BEGIN Supplied records
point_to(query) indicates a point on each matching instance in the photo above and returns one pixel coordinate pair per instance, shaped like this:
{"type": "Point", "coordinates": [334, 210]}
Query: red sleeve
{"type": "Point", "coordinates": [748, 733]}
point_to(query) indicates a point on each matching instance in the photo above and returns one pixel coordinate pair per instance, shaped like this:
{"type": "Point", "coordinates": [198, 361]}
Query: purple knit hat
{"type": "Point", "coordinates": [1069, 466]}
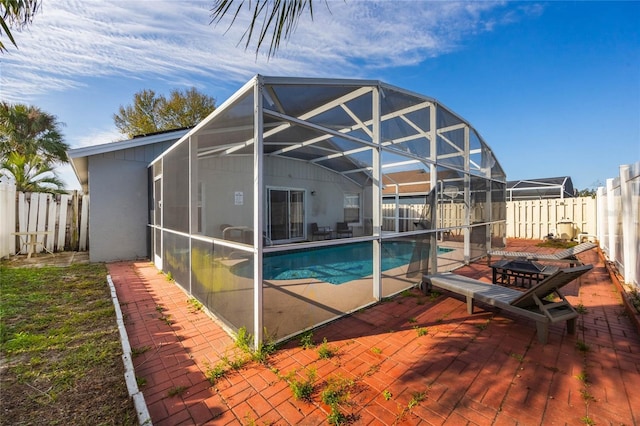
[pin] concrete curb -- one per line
(613, 275)
(129, 373)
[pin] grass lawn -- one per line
(60, 352)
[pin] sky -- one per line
(552, 87)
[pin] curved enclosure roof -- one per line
(336, 124)
(541, 188)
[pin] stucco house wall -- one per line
(118, 213)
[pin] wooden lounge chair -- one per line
(343, 230)
(532, 304)
(567, 255)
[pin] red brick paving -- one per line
(482, 369)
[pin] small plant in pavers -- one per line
(139, 351)
(302, 390)
(176, 390)
(422, 331)
(582, 346)
(372, 370)
(216, 372)
(583, 377)
(194, 305)
(264, 350)
(244, 340)
(237, 363)
(588, 420)
(337, 417)
(306, 340)
(416, 398)
(336, 392)
(326, 351)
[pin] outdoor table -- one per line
(520, 273)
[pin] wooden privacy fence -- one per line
(535, 219)
(60, 220)
(530, 219)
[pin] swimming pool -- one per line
(335, 264)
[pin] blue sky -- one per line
(552, 87)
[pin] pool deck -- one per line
(410, 360)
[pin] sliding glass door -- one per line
(285, 216)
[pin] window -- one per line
(352, 208)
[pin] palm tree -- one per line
(18, 14)
(30, 174)
(32, 132)
(280, 17)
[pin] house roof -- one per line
(80, 156)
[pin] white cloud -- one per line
(72, 40)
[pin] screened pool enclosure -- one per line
(298, 201)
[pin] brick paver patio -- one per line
(411, 360)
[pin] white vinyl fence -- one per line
(619, 227)
(61, 220)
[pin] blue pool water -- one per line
(336, 264)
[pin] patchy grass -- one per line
(60, 346)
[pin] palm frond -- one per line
(279, 19)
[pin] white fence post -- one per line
(7, 219)
(41, 212)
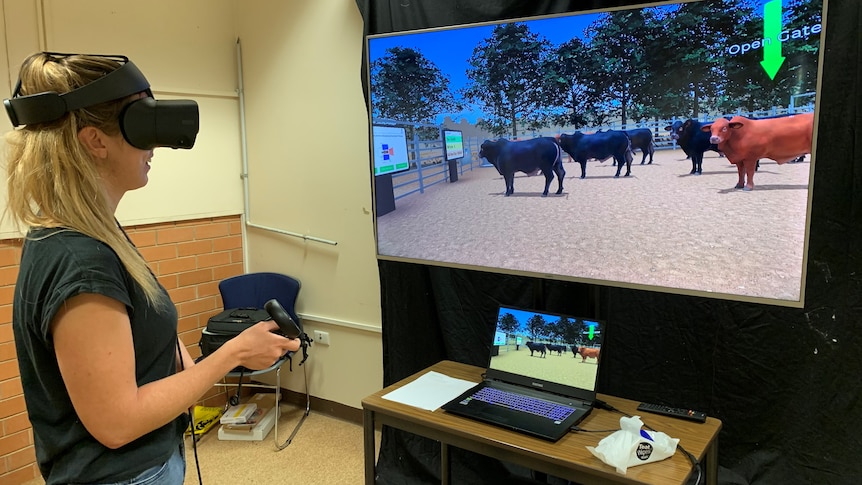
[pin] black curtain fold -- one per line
(784, 381)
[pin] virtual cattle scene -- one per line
(667, 147)
(553, 348)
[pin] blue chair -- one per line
(254, 290)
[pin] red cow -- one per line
(588, 352)
(744, 141)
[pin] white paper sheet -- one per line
(429, 391)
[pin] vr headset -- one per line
(146, 123)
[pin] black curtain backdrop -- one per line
(785, 382)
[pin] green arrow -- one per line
(772, 58)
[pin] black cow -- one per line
(693, 142)
(559, 349)
(535, 346)
(528, 156)
(641, 138)
(599, 146)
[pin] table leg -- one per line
(712, 463)
(368, 432)
(445, 470)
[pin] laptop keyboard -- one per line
(527, 404)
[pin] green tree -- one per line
(620, 62)
(408, 87)
(685, 53)
(566, 72)
(508, 324)
(536, 327)
(506, 79)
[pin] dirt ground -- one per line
(660, 228)
(563, 368)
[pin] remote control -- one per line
(688, 414)
(288, 327)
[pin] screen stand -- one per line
(384, 194)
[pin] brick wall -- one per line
(189, 258)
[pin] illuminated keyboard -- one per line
(527, 404)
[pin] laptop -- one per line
(542, 376)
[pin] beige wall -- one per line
(307, 144)
(308, 174)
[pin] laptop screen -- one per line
(546, 347)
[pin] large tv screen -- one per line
(667, 147)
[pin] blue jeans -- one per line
(171, 472)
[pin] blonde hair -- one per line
(52, 180)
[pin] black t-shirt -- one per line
(57, 264)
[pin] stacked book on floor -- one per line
(250, 421)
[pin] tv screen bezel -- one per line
(797, 303)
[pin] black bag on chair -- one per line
(227, 325)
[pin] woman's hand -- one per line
(258, 347)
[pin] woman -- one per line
(105, 378)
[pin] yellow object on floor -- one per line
(205, 418)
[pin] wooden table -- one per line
(567, 458)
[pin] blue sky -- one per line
(523, 315)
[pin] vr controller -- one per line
(146, 123)
(288, 327)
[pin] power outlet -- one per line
(321, 338)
END Supplied records
Description of the task: Set down nothing but the lines from the one with "[pin] laptop screen -- one per line" through the end of the records, keeping each line exactly as written and including both ends.

Response box:
[pin] laptop screen -- one per line
(546, 347)
[pin] large tv screen -- one per line
(667, 147)
[pin] blue jeans -- one per line
(171, 472)
[pin] blonde hair -- one per line
(52, 180)
[pin] black t-shirt -- one per line
(57, 264)
[pin] stacked book on floor -- one per line
(250, 421)
[pin] tv screen bezel -- one per line
(797, 303)
[pin] black bag on chair -- one per line
(227, 325)
[pin] woman's hand -- one per line
(258, 347)
[pin] woman -- one per line
(105, 378)
[pin] yellow object on floor -- one per line
(205, 418)
[pin] wooden table -- one per line
(567, 458)
[pin] blue sky -- one per line
(523, 315)
[pin] vr controller -- one per line
(146, 123)
(288, 327)
[pin] power outlet -- one per line
(321, 338)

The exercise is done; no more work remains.